Job: Update each of the rows below so that "one point" takes the place of "single point", and keep every other word unchanged.

[Data entries]
** Begin **

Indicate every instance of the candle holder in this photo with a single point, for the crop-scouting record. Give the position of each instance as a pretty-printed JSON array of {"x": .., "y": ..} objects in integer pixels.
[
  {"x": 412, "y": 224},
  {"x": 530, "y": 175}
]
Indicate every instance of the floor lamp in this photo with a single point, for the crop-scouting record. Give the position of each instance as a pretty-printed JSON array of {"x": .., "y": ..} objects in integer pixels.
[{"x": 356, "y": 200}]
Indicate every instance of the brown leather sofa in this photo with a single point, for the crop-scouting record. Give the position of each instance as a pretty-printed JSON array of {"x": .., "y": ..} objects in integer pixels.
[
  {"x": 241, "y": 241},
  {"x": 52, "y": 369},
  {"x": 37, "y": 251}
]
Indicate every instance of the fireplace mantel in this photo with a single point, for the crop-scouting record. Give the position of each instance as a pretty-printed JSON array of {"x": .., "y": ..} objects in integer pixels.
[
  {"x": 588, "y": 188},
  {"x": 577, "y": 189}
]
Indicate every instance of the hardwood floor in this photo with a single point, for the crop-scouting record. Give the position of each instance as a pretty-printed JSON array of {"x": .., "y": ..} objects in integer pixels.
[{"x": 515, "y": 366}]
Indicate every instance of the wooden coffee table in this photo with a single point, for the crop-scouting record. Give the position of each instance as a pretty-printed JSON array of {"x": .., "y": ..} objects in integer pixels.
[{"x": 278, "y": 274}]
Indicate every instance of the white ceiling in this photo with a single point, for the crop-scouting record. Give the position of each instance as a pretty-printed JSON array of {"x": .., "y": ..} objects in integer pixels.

** End **

Final result:
Indicate every instance of the candle holder in this photo with a one point, for the crop-scouting record. Give the position of each instance as a pretty-printed JSON array of {"x": .., "y": ..} objects in integer pixels.
[
  {"x": 412, "y": 224},
  {"x": 530, "y": 175}
]
Indicate every instance of the floor lamp in this photo with a one point, for the crop-scouting record. Give the position of each instance as a pretty-printed JSON array of {"x": .., "y": ..} objects in integer pixels.
[{"x": 356, "y": 200}]
Indicate every instance of the brown leather sofa in this photo with a one point, for the crop-scouting record. Give the position of each instance as a pretty-printed JSON array of {"x": .., "y": ..} objects in integer pixels.
[
  {"x": 241, "y": 241},
  {"x": 52, "y": 369},
  {"x": 37, "y": 251}
]
Indicate every instance of the fireplace mantel in this photo with a one point, for the crop-scouting record. Give the position of each instance as a pretty-printed JSON array of {"x": .., "y": ..} objects in integer pixels.
[
  {"x": 588, "y": 188},
  {"x": 577, "y": 189}
]
Indicate every instance of the hardwood floor in this photo with a one point, for the crop-scouting record. Give the position of each instance as a pretty-printed JSON array of {"x": .., "y": ..} objects in integer pixels.
[{"x": 515, "y": 366}]
Indicate every instance of the wooden coffee table in this photo with a one point, for the crop-scouting record. Give the position of each instance as a pretty-printed JSON array of {"x": .., "y": ..} objects in integer pixels.
[{"x": 278, "y": 274}]
Indicate every instance of the white ceiling in this photo with a one point, for the crop-scouting record. Give the position of each instance as a pretty-printed JSON array of {"x": .., "y": ..} objects in integer pixels.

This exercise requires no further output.